Object location annotation data

::::::::

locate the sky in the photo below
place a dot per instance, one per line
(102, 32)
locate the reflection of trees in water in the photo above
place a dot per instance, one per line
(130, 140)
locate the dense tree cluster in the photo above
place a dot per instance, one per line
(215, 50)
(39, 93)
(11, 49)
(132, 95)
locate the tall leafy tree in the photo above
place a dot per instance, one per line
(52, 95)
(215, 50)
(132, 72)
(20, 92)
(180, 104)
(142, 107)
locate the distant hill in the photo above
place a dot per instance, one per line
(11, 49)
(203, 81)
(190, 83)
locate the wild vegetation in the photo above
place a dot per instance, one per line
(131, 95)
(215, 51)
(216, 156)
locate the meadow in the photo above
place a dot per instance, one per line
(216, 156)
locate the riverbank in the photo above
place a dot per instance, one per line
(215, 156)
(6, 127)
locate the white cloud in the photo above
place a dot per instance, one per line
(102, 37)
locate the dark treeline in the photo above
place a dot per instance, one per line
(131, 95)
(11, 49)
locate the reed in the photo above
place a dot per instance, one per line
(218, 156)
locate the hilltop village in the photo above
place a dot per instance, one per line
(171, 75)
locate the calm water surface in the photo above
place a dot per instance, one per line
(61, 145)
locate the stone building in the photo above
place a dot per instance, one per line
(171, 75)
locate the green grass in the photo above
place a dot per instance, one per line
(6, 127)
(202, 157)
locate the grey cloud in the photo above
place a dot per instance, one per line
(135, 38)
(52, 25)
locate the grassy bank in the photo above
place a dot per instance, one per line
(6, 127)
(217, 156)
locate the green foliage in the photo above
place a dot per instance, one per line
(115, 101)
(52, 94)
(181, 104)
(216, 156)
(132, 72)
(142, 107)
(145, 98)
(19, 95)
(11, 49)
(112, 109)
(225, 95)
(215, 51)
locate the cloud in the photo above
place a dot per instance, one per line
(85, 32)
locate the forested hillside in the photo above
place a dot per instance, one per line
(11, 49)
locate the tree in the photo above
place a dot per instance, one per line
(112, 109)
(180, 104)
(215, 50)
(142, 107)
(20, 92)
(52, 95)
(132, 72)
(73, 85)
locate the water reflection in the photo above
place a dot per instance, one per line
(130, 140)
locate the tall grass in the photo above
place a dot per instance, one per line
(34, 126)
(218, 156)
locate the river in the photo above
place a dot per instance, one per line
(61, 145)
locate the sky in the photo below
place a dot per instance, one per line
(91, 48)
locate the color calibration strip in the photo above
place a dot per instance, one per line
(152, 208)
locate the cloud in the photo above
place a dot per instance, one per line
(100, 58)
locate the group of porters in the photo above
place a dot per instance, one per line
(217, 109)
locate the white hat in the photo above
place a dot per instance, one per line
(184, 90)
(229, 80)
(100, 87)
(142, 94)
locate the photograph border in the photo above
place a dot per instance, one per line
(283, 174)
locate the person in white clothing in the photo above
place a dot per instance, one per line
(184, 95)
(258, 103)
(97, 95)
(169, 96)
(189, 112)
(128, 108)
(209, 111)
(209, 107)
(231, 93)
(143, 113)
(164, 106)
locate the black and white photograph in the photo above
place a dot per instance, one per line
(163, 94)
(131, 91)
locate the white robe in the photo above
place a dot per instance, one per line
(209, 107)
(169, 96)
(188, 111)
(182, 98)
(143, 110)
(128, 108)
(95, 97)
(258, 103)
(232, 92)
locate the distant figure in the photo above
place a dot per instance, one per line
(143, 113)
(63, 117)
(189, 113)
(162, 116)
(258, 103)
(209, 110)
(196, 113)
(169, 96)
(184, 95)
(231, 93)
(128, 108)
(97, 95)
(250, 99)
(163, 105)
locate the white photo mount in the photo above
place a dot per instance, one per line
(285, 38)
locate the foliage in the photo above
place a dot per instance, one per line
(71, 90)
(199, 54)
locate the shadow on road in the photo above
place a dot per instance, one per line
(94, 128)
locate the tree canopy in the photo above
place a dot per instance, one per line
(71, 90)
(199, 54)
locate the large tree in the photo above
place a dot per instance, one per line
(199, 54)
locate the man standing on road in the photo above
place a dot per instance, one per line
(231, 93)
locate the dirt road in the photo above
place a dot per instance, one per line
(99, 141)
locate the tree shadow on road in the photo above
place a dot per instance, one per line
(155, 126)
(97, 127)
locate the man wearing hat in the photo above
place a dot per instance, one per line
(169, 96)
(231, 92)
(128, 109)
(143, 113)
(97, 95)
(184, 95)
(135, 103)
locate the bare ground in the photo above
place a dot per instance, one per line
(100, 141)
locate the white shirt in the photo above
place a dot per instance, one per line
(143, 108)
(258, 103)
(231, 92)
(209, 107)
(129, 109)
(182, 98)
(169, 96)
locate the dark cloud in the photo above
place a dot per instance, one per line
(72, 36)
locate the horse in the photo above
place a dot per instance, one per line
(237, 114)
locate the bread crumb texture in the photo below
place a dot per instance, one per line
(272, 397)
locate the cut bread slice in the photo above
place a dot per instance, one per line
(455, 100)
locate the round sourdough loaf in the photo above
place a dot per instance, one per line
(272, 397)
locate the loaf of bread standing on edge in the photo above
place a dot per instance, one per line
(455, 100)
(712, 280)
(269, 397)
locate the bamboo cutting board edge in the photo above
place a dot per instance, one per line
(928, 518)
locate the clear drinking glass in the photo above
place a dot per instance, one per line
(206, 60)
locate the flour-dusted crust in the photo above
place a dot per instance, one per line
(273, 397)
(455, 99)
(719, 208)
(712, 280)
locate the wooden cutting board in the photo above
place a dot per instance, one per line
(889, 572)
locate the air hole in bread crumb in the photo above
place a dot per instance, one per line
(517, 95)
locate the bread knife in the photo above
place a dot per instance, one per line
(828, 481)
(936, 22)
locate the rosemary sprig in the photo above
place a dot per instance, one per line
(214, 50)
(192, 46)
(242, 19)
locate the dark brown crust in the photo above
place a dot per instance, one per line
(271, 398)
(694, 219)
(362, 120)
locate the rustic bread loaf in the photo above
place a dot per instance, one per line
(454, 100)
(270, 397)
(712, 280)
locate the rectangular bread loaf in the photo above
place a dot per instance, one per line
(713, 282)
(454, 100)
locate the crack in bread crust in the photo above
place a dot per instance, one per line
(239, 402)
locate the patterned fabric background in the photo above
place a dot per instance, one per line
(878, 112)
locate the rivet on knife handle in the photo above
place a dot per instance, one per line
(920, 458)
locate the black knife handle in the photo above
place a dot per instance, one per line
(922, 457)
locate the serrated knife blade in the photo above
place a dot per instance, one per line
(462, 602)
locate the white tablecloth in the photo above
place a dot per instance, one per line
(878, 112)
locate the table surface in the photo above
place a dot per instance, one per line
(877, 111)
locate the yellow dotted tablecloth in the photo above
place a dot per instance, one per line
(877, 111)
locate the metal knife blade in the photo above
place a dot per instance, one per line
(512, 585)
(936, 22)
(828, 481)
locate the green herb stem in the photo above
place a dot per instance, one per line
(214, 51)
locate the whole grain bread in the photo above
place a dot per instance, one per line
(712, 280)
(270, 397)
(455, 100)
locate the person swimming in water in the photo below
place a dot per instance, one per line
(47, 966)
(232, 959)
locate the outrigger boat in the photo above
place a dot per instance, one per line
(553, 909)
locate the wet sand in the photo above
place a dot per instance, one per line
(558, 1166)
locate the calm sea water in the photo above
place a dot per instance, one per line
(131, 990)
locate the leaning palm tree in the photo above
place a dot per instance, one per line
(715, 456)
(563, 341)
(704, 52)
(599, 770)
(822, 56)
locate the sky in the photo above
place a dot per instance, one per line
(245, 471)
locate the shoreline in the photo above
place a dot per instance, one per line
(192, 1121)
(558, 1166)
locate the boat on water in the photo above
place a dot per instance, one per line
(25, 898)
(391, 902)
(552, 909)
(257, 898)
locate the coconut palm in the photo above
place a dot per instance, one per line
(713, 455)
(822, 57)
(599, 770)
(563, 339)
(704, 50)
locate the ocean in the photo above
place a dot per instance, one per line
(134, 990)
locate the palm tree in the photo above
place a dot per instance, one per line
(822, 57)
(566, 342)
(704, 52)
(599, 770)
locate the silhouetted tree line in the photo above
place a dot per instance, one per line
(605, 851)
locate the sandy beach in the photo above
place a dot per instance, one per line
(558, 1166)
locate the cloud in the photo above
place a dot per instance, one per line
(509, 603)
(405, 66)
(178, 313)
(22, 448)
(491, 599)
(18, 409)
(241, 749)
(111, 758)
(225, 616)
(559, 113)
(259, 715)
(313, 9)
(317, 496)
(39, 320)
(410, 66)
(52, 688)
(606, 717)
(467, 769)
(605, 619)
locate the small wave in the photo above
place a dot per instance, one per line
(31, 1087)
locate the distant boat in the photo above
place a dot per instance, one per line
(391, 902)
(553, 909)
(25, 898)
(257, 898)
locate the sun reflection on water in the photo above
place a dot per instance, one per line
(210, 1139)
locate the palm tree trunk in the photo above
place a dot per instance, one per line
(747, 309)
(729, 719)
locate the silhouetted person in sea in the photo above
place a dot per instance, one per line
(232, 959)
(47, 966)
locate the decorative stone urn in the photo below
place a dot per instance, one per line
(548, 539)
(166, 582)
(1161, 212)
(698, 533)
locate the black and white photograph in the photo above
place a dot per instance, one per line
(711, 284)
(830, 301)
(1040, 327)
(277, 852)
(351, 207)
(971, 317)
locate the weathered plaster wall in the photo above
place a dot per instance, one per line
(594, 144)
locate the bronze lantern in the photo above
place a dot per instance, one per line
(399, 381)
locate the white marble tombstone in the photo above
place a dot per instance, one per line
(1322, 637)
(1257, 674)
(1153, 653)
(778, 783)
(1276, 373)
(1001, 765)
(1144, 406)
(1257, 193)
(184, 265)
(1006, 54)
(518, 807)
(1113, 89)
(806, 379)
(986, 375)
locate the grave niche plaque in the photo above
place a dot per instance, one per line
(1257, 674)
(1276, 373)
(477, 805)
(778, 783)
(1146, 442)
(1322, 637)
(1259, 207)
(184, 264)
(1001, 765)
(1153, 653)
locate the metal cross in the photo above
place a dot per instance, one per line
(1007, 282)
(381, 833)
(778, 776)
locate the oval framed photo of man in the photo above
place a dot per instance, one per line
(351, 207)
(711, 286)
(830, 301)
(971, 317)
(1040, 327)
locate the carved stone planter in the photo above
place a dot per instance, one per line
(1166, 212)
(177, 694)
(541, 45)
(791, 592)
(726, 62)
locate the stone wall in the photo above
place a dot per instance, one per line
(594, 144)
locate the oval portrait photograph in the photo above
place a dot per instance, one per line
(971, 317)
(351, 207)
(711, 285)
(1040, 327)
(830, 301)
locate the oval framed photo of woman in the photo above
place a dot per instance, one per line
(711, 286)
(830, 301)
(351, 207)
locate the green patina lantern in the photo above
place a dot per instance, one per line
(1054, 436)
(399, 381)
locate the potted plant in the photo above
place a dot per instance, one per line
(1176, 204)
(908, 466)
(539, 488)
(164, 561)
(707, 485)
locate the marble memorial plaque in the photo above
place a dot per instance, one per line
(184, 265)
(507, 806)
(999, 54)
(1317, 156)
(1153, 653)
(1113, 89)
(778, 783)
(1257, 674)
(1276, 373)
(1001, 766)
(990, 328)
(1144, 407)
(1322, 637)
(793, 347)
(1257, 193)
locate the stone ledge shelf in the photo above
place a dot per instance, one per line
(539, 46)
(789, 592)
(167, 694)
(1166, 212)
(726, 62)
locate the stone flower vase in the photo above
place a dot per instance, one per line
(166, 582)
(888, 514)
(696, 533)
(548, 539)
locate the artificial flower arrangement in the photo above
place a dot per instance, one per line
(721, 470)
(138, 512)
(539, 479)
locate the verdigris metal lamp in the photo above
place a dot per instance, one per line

::::::::

> **What is being asked**
The answer consists only of the lines from the one containing "locate the bronze lantern in the photo above" to the end of the records, each written out exactly.

> **Correct output**
locate the bronze lantern in the photo above
place a dot per instance, one per line
(399, 381)
locate the white marble tombstone in the photo above
place a dot per instance, one per line
(1322, 637)
(1257, 674)
(1153, 653)
(778, 783)
(1276, 373)
(1001, 765)
(1144, 406)
(1257, 193)
(184, 265)
(1006, 54)
(518, 807)
(1113, 89)
(806, 379)
(986, 375)
locate the grave niche plaque in the photo above
place a dot per instance, one per line
(1257, 674)
(1276, 373)
(477, 805)
(778, 783)
(1146, 442)
(1322, 637)
(1259, 207)
(184, 264)
(1001, 765)
(1153, 653)
locate the metal cross in the photo above
place a dot per instance, one per line
(1007, 282)
(381, 833)
(778, 776)
locate the oval framed photo of man in the photo above
place a dot per instance, one per line
(351, 207)
(711, 286)
(830, 301)
(971, 317)
(1040, 327)
locate the carved stone planter in the photo above
place a dot per instance, one per line
(1166, 212)
(177, 694)
(541, 45)
(791, 592)
(726, 62)
locate the stone wall in the photo above
place a dot per instance, one per line
(594, 144)
locate the oval portrait photograph in the photo above
place a dot per instance, one per line
(971, 317)
(351, 207)
(711, 285)
(1040, 327)
(830, 301)
locate the oval framed photo of woman in the photo above
place a dot per instance, one per line
(711, 286)
(830, 301)
(351, 207)
locate the green patina lantern in the photo above
place a dot per instance, one per line
(1054, 436)
(399, 381)
locate the potted plant in the photo above
place a dot per instance, one per line
(1176, 204)
(908, 466)
(539, 488)
(164, 561)
(707, 485)
locate the marble memorial plaque in the photo above
place a dot per instance, one per line
(184, 265)
(507, 806)
(999, 54)
(1317, 156)
(1153, 653)
(1113, 89)
(778, 783)
(1257, 674)
(1276, 373)
(1001, 766)
(990, 328)
(1144, 407)
(1322, 637)
(793, 347)
(1257, 193)
locate the stone ledge shelf in the photo above
place a dot per instance, one per line
(539, 46)
(789, 592)
(167, 694)
(1166, 212)
(726, 62)
locate the stone flower vase in the photo above
place a dot per instance, one per line
(166, 582)
(888, 514)
(696, 533)
(548, 539)
locate the artificial flower arrangement in the photo above
place a dot per instance, one per line
(721, 470)
(138, 512)
(539, 479)
locate the verdigris metal lamp in the photo above
place a dot per instance, one per line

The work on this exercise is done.